What is being asked — Begin at the line containing "Could you point to the terracotta" and give again every line to the end of the records, exactly, without the pictures.

─── Data rows

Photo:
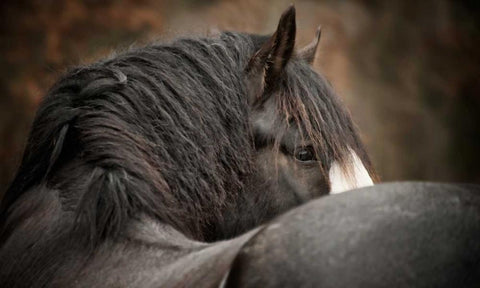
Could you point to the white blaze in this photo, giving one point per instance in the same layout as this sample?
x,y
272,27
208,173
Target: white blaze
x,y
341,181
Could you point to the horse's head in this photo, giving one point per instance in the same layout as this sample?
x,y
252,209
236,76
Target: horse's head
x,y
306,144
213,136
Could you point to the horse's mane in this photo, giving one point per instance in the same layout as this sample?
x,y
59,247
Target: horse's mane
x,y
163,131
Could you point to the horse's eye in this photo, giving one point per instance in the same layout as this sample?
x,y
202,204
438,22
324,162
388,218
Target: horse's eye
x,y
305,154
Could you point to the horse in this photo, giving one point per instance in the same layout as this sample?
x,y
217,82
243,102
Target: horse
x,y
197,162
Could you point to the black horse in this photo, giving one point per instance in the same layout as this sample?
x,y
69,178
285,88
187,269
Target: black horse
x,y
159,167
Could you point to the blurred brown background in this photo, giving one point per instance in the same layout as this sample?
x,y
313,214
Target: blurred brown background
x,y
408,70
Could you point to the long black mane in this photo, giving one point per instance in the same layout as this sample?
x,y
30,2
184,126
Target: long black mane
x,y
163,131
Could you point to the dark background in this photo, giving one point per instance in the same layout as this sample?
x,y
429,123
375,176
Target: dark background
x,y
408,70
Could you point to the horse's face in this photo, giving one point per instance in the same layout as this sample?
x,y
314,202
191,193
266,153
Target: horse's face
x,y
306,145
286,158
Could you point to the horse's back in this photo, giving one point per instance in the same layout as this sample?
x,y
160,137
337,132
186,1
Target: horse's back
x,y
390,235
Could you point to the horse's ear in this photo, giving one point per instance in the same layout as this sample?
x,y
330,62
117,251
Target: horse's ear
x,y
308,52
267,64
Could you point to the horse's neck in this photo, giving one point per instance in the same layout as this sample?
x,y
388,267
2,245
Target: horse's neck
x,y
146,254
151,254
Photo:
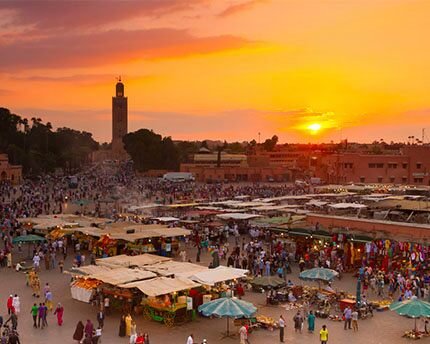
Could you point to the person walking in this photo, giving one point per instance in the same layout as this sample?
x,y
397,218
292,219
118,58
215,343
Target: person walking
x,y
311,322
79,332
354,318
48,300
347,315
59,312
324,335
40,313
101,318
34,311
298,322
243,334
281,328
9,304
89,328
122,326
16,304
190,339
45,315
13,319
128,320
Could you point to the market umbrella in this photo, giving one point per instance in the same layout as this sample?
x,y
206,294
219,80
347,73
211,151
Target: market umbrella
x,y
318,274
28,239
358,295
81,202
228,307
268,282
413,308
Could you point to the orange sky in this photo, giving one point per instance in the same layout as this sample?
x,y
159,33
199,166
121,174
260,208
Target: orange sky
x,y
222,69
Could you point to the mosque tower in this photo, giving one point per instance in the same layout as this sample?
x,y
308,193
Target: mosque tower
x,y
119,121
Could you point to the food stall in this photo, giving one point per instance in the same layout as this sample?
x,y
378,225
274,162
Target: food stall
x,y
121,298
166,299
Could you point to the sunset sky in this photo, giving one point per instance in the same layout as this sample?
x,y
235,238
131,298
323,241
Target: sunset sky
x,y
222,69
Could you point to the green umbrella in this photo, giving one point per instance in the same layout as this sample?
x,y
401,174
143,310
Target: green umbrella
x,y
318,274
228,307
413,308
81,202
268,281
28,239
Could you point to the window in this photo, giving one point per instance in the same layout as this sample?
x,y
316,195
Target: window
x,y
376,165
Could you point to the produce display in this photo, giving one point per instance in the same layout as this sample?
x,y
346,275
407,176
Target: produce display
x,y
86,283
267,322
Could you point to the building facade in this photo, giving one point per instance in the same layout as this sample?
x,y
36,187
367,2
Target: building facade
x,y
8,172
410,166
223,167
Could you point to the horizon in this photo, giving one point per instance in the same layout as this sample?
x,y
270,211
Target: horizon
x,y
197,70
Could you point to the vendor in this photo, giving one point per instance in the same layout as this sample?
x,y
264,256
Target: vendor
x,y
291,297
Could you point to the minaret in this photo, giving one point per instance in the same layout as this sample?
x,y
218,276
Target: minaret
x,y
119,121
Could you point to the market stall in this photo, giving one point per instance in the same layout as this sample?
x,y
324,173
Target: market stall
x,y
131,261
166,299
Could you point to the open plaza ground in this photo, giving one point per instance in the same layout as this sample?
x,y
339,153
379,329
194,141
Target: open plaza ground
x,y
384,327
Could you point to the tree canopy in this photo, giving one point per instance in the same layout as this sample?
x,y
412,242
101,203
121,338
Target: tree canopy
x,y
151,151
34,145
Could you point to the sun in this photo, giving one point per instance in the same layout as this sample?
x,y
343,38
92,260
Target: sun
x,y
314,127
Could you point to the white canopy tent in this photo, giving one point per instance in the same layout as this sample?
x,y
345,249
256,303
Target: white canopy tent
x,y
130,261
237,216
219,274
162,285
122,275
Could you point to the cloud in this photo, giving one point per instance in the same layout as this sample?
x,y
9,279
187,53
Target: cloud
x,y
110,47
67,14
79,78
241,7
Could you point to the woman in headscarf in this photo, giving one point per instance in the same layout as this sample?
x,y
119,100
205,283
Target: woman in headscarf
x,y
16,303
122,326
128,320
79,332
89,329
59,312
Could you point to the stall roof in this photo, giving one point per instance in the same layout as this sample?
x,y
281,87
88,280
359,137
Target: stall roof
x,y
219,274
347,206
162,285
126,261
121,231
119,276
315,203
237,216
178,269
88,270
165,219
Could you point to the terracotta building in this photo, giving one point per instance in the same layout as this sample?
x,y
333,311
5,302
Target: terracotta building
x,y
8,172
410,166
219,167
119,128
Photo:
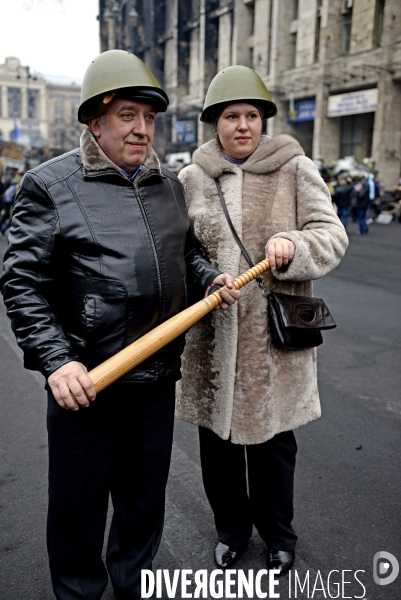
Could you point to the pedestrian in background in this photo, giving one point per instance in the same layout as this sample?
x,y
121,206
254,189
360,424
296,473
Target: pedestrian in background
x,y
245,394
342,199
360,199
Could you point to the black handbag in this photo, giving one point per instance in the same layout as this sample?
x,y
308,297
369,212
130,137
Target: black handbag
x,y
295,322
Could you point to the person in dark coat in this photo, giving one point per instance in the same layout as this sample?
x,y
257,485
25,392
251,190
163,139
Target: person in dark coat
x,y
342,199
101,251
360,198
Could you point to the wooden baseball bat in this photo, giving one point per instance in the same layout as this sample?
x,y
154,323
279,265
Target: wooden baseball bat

──────

In response —
Could you point to the terracotta building in this photo, giving one point per instance in the same layout as this sample?
x,y
333,311
5,302
Target: terracotta building
x,y
8,172
410,166
219,167
119,128
Photo:
Could you point to the pedestrian in background in this photo, giving one point per instance in the same layout as this sample?
x,y
121,206
254,189
360,424
296,473
Target: pedestrian in background
x,y
245,394
342,199
360,199
Could you point to the black handbag in this photo, giving one point per instance in the same layout as this sample?
x,y
308,297
369,212
130,137
Target: black handbag
x,y
295,322
Could you point to the person in dark coat in this photo, giving one point per instance in the same layout as this sample?
x,y
257,485
25,392
251,190
163,139
Target: person in dark coat
x,y
342,199
101,251
360,198
Could you point to the wooden baseball bat in this photo, giving one point per instance in the same layout as this sample?
x,y
154,323
279,265
Target: wooden baseball bat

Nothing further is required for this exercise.